(Passage)

Top Pakistani scientist Abdul Qadeer Khan, hailed as the father of the country's atomic bomb, died on Sunday at the age of 85.
Khan was moved to a hospital in Islamabad in the early morning where he died due to complications related to COVID-19.
Prime Minister Imran Khan said that the scientist was loved by the nation because of his crucial contribution in "making us a nuclear weapon state."
"This has provided us security against an aggressive much larger nuclear neighbor. For the people of Pakistan he was a national icon,” the prime minister said.
Khan will be buried in Islamabad's landmark Faisal Mosque, per his wishes, the Pakistani leader said. Interior Minister Sheikh Rashid Ahmed said that Khan, recipient of the highest civilian awards, will be given a "state funeral" in recognition of his services to the country and that flags will fly at half-mast.
The prime minister has asked his Cabinet members to attend the funeral prayers set for Sunday afternoon at the mosque.
"Great loss! Pakistan will forever honor his services to the nation! Nation is heavily indebted to him for his contributions in enhancing our defense capabilities,” Defense Minister Pervez Khattak said.

(End Passage)

[Exercise objective] Continue the news report on Abdul Qadeer Khan's death, picking up after the defense minister's statement.

(Data extract)

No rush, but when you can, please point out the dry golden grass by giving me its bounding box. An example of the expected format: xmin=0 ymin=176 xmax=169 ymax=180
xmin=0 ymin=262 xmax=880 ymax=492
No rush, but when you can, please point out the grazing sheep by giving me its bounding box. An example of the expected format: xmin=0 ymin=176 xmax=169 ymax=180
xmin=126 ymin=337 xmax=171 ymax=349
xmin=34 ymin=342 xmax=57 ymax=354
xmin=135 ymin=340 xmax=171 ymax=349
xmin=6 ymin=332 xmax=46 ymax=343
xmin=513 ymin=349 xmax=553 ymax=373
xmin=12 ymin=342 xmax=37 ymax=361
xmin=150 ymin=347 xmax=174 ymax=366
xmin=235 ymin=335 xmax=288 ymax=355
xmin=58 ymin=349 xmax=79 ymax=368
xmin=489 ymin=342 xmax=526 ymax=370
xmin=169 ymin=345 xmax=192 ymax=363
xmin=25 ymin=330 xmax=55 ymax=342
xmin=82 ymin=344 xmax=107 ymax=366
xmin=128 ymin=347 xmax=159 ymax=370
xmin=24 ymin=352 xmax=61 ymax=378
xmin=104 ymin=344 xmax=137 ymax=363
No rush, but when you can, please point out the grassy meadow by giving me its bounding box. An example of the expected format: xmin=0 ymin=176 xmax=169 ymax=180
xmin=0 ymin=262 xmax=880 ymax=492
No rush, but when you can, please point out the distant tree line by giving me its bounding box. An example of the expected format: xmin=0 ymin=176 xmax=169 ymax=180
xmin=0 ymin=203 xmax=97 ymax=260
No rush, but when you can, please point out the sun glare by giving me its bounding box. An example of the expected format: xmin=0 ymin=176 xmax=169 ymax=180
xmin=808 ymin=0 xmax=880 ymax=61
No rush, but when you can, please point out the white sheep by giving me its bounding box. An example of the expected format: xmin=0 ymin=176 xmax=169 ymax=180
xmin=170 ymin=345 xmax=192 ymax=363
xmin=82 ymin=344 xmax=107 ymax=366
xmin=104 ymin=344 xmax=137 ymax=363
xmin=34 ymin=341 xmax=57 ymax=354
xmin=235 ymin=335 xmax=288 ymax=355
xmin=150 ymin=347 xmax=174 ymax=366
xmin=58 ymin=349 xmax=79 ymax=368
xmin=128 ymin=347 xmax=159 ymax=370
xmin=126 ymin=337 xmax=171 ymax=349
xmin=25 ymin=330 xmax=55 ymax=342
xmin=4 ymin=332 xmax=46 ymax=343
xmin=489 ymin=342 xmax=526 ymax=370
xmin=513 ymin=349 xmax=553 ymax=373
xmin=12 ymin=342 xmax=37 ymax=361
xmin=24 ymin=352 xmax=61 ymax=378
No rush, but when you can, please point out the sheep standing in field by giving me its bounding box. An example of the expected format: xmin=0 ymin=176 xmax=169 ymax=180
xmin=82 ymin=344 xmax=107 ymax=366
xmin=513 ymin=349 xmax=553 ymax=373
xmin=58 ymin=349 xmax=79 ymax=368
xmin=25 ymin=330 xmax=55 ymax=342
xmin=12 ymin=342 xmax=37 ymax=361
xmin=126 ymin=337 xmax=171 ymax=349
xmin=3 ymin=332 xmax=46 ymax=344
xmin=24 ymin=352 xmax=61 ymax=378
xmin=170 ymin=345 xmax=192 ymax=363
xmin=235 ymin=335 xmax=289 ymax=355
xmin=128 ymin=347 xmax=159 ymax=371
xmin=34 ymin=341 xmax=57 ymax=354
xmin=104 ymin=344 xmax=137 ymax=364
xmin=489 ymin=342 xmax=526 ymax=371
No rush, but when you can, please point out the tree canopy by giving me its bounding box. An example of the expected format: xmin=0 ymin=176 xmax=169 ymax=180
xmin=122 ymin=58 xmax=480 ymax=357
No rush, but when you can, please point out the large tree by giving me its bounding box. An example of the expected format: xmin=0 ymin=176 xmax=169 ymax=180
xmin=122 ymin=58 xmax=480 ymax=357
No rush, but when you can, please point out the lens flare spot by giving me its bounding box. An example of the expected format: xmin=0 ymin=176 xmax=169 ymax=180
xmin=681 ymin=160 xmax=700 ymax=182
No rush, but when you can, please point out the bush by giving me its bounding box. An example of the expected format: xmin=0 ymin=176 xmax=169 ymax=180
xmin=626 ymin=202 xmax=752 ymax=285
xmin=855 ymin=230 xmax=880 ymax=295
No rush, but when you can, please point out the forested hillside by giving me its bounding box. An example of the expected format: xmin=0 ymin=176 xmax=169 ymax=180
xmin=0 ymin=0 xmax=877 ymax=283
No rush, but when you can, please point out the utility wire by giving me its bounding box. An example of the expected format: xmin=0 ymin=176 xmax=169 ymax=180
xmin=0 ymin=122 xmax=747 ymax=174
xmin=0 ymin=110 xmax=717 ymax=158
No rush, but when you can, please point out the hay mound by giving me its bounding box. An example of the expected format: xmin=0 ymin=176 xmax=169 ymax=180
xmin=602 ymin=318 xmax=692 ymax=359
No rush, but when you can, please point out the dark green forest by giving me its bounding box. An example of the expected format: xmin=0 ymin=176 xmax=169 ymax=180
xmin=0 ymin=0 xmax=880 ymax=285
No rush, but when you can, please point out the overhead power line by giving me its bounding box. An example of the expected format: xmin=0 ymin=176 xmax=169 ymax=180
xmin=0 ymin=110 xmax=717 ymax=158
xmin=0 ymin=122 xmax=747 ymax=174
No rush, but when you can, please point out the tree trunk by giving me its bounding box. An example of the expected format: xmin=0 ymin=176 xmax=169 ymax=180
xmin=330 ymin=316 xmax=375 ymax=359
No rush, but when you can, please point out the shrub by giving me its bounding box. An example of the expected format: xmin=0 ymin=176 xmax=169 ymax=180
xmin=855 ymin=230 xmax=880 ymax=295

(End Data extract)

[Answer to this task]
Khan is revered by many in Pakistan as the father of the country’s nuclear weapons program.
Pakistan conducted tit-for-tat nuclear weapons tests in 1998 after arch-rival India conducted similar tests. But he found himself in the spotlight of the international community when he was accused of illegal exchange of nuclear technology with several nations.
In 2004, Khan confessed on television to having leaked secrets to Libya, North Korea and Iran as part of a nuclear proliferation ring. Pakistani authorities prevented foreign investigators from questioning Khan.
Despite the international outcry, then-ruler Pervez Musharraf granted Khan a pardon, although he remained under house arrest. A few years later, Khan retracted his confession and alleged that Musharraf had forced him to make the statement.
In 2009, Khan won his freedom back after fighting a long battle in the court that ended in him being declared a "free man."
Although he was allowed to meet friends and visit relatives, Khan could only move under heavy security arrangements and had largely lived out of the public eye.